### Quoted passage:

───

INTROITUS Elements reviews

Showing all collaborators reviews and last reviews preview | Show all reviews/ratings

Collaborators/Experts Reviews

Review by Tarcisio Moura
5 stars The family that plays together rides again...

Introitus sophmore release saw this terrific swedish band sounding even more symphonic than their debut (2007´s very good Fantasy). Now the songs are more mature and the musical direction is more focused too. The folkish and popular swedish music elements are reduced to a minimum, while they still maintain some jazz and fusion overtones. The line up is almost the same three years after their debut: the Bender family (father Mats on keyboards and compositions, mother Anna on lead vocals, son Mattias on drums and daughter Joahanna on harmony vocals and percussion), plus their jack of all trades Henrik Björlind (guitar, flute, violin, keyboards) and Dennis Linquist on bass. the only change was on the lead guitar department with the arrival of Pär Helje to the fold, replacing Per Danielsson.

───

### What to produce:
Update the stretch of the Introitus review from "INTROITUS Elements reviews" through "together rides again..." so that "rides again" becomes "returns". You won't need the rows that come next.

───

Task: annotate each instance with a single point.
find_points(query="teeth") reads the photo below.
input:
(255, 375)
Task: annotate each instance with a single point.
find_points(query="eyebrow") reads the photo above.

───

### Output for this task:
INTROITUS Elements reviews

Showing all collaborators reviews and last reviews preview | Show all reviews/ratings

Collaborators/Experts Reviews

Review by Tarcisio Moura
5 stars The family that plays together returns...